Problem statement →
What is needed is an exact copy of every record below.

Record excerpts →
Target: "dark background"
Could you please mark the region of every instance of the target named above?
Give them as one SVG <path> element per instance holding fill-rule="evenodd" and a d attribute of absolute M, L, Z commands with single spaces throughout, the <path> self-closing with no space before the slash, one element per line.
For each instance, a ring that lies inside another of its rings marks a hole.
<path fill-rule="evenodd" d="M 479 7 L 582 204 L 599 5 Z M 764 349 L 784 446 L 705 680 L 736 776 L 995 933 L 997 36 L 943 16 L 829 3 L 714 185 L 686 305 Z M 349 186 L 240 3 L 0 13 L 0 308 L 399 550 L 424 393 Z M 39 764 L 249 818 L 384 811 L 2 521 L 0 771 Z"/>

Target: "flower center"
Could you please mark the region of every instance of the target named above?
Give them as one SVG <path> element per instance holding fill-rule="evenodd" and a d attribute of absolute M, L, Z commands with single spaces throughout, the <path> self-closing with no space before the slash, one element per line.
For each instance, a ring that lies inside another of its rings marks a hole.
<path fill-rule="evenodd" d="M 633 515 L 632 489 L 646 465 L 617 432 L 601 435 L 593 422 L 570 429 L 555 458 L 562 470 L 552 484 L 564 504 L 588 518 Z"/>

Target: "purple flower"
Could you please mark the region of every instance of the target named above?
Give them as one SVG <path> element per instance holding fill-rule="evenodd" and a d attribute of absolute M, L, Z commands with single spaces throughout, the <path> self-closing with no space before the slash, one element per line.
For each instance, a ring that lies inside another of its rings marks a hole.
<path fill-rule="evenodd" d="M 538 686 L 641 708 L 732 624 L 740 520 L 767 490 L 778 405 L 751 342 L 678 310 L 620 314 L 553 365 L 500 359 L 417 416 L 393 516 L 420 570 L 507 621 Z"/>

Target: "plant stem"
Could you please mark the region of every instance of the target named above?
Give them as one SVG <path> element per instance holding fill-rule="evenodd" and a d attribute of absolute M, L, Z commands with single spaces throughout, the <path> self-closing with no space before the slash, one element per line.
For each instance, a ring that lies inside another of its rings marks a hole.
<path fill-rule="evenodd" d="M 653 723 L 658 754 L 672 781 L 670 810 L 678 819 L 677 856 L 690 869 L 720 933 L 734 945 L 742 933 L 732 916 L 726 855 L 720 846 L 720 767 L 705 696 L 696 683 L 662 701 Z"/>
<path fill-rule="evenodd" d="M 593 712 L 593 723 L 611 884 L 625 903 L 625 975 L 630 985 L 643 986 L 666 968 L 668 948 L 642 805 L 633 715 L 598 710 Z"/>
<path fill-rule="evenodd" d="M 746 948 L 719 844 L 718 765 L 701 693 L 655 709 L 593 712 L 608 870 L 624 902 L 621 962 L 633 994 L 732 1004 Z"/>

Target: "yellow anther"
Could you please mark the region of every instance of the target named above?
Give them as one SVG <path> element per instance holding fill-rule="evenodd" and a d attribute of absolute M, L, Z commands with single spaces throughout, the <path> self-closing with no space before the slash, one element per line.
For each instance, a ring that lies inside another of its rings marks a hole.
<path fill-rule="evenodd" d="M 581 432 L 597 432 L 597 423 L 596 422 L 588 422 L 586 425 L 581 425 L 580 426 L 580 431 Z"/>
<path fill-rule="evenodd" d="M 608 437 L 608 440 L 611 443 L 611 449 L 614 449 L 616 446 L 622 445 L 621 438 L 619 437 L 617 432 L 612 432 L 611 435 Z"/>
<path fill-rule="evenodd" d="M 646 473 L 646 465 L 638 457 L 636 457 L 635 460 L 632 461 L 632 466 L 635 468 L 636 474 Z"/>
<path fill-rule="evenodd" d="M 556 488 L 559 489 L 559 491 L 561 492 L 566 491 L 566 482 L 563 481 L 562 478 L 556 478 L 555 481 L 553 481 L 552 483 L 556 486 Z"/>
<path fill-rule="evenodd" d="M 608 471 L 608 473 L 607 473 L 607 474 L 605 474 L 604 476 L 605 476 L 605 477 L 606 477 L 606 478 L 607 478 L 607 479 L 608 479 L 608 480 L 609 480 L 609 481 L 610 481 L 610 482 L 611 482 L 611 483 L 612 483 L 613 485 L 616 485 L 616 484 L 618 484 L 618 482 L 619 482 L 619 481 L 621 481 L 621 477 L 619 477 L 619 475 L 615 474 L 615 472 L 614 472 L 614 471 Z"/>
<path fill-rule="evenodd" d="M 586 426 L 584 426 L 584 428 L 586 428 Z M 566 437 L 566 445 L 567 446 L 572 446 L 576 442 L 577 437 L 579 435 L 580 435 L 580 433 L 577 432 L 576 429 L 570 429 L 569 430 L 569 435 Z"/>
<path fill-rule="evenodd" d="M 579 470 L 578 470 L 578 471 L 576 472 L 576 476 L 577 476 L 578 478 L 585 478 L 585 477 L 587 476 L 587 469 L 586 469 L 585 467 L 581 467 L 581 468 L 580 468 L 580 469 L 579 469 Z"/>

Result of the exercise →
Target: "dark background"
Could you please mark the region of every instance of the target named above?
Give them as one SVG <path> element per instance holding fill-rule="evenodd" and a d attribute of absolute M, L, Z commands with single spaces throughout, the <path> self-closing with no space before the slash, one element per line.
For each instance, a ring that lies inside another of its rings marks a hole.
<path fill-rule="evenodd" d="M 479 7 L 582 204 L 599 5 Z M 764 349 L 784 446 L 705 680 L 736 776 L 995 933 L 997 36 L 943 16 L 829 3 L 714 185 L 686 305 Z M 349 186 L 240 3 L 0 13 L 0 308 L 399 550 L 424 393 Z M 39 764 L 249 818 L 384 811 L 2 521 L 0 771 Z"/>

Target: "flower center"
Could you please mark the region of every instance of the target named above?
Give them as one SVG <path> element per instance holding fill-rule="evenodd" and a d attribute of absolute M, L, Z commands with single spaces throughout, the <path> self-closing with no space before the slash, one element per line.
For each instance, a ring that lies inside another of its rings marks a hole.
<path fill-rule="evenodd" d="M 633 515 L 632 489 L 646 465 L 617 432 L 601 435 L 593 422 L 570 429 L 555 458 L 562 470 L 552 484 L 564 504 L 588 518 Z"/>

Target: "purple flower"
Could you please mark the region of every instance of the target named above?
Give them as one SVG <path> element per instance holding fill-rule="evenodd" and a d attribute of absolute M, L, Z commands with single spaces throughout, the <path> self-closing with no space before the slash, one element per line.
For each instance, a ring that lies inside another of its rings marks a hole.
<path fill-rule="evenodd" d="M 538 686 L 641 708 L 732 624 L 740 520 L 767 490 L 778 405 L 751 342 L 678 310 L 620 314 L 553 365 L 500 359 L 417 416 L 393 516 L 420 570 L 507 621 Z"/>

Target: "plant stem"
Could you please mark the region of every instance of the target named above?
Give them as one SVG <path> element per instance holding fill-rule="evenodd" and a d attribute of absolute M, L, Z commands with single spaces throughout, the <path> self-closing with no space before the slash, one element per line.
For each instance, a ring that lies inside another of its rings marks a hole.
<path fill-rule="evenodd" d="M 653 723 L 658 754 L 672 781 L 670 810 L 678 819 L 677 856 L 690 869 L 720 933 L 734 945 L 742 933 L 732 916 L 726 855 L 720 846 L 720 767 L 705 696 L 696 683 L 662 701 Z"/>
<path fill-rule="evenodd" d="M 593 712 L 593 723 L 611 884 L 625 903 L 625 975 L 630 985 L 643 986 L 666 968 L 668 948 L 642 805 L 633 715 L 598 710 Z"/>
<path fill-rule="evenodd" d="M 746 948 L 719 844 L 718 765 L 701 693 L 655 709 L 593 712 L 608 870 L 624 902 L 621 962 L 633 994 L 732 1004 Z"/>

Target: "yellow anther"
Could you please mark the region of every instance of the target named above?
Give them as one SVG <path> element per instance holding fill-rule="evenodd" and a d attribute of absolute M, L, Z commands with single spaces throughout, the <path> self-closing with no space before the slash, one element per line.
For each instance, a ring that lies inside another of its rings marks a hole.
<path fill-rule="evenodd" d="M 581 432 L 597 432 L 597 423 L 596 422 L 588 422 L 586 425 L 581 425 L 580 426 L 580 431 Z"/>
<path fill-rule="evenodd" d="M 608 437 L 608 440 L 611 443 L 611 449 L 614 449 L 616 446 L 622 445 L 621 438 L 619 437 L 617 432 L 612 432 L 611 435 Z"/>
<path fill-rule="evenodd" d="M 646 473 L 646 465 L 638 457 L 636 457 L 635 460 L 632 461 L 632 466 L 635 468 L 636 474 Z"/>
<path fill-rule="evenodd" d="M 556 488 L 559 489 L 559 491 L 561 492 L 566 491 L 566 482 L 563 481 L 562 478 L 556 478 L 555 481 L 553 481 L 552 483 L 556 486 Z"/>
<path fill-rule="evenodd" d="M 608 471 L 608 473 L 607 473 L 607 474 L 605 474 L 604 476 L 605 476 L 605 477 L 606 477 L 606 478 L 607 478 L 607 479 L 608 479 L 608 480 L 609 480 L 609 481 L 610 481 L 610 482 L 611 482 L 611 483 L 612 483 L 613 485 L 616 485 L 616 484 L 618 484 L 618 482 L 619 482 L 619 481 L 621 481 L 621 477 L 619 477 L 619 475 L 615 474 L 615 472 L 614 472 L 614 471 Z"/>
<path fill-rule="evenodd" d="M 586 426 L 584 426 L 584 428 L 586 428 Z M 566 437 L 566 445 L 567 446 L 572 446 L 576 442 L 577 437 L 579 435 L 580 435 L 580 433 L 577 432 L 576 429 L 570 429 L 569 430 L 569 435 Z"/>
<path fill-rule="evenodd" d="M 579 470 L 578 470 L 578 471 L 576 472 L 576 476 L 577 476 L 578 478 L 585 478 L 585 477 L 587 476 L 587 469 L 586 469 L 585 467 L 581 467 L 581 468 L 580 468 L 580 469 L 579 469 Z"/>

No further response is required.